* **Brief**
Pull out every line of the listing below that contains the word "road", matching case exactly.

===== Exercise material

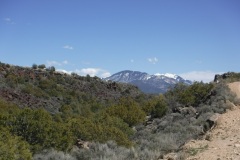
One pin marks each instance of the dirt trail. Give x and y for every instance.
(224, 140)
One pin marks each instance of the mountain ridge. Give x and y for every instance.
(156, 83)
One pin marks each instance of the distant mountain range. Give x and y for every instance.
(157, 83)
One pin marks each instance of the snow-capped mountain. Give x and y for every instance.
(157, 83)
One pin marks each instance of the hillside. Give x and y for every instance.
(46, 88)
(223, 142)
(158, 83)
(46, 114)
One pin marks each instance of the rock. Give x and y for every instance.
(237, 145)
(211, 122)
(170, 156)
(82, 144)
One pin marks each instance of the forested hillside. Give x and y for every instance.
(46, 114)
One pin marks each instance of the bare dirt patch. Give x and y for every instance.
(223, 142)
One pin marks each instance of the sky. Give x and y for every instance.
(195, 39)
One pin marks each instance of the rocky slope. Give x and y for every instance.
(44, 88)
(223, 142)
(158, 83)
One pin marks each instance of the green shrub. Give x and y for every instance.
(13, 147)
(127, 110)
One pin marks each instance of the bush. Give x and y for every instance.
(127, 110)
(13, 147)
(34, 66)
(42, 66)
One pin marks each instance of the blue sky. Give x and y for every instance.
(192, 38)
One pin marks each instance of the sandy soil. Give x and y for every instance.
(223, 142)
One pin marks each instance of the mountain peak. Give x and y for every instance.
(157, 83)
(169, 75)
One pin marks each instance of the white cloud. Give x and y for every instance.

==========
===== Exercise material

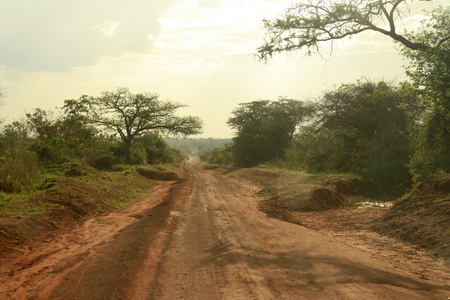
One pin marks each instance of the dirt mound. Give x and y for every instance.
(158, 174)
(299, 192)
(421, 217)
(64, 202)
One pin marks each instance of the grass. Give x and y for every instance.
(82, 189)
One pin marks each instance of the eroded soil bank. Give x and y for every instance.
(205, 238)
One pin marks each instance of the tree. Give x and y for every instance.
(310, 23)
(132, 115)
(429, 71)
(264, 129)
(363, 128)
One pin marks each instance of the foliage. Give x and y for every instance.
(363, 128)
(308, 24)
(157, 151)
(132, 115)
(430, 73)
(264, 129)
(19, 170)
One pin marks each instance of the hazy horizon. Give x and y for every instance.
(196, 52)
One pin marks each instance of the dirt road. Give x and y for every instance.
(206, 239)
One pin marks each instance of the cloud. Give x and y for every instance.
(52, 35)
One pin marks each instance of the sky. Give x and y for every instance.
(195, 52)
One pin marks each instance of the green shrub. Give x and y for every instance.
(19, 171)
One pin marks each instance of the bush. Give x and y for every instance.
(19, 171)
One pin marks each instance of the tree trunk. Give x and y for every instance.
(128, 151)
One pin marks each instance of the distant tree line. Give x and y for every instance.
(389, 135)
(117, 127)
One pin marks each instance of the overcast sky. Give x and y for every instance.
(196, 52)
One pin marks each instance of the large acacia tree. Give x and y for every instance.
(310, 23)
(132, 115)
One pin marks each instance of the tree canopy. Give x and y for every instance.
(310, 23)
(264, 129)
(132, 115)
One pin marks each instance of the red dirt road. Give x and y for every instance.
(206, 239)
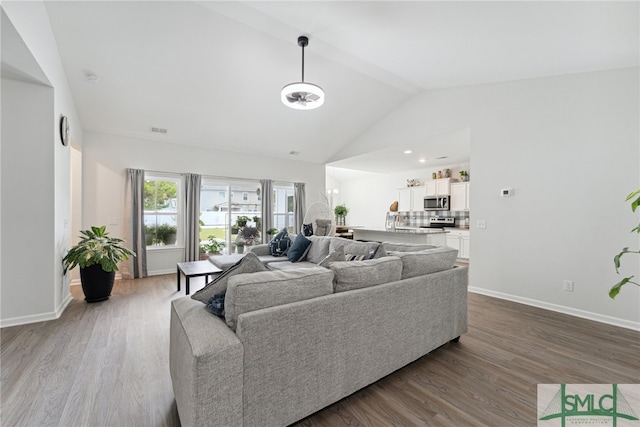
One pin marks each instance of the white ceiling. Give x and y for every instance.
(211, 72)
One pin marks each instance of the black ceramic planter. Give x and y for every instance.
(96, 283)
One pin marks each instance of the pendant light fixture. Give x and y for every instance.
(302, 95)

==========
===== Exercise material

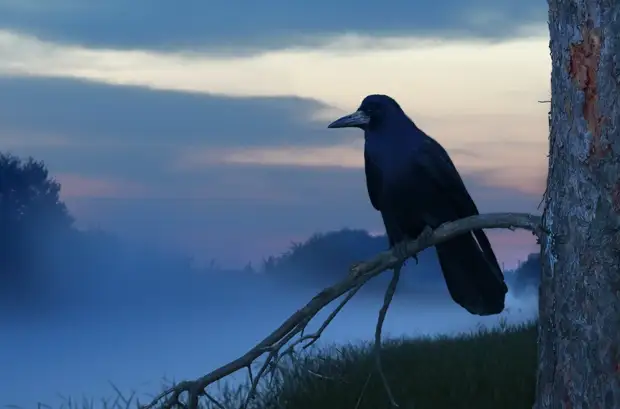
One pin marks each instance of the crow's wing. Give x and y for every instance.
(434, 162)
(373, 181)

==========

* **Task output**
One pin marks each instance of the dirt road. Give x and y for every instance.
One pin marks each instance of the red dirt road. Give x and y for every instance.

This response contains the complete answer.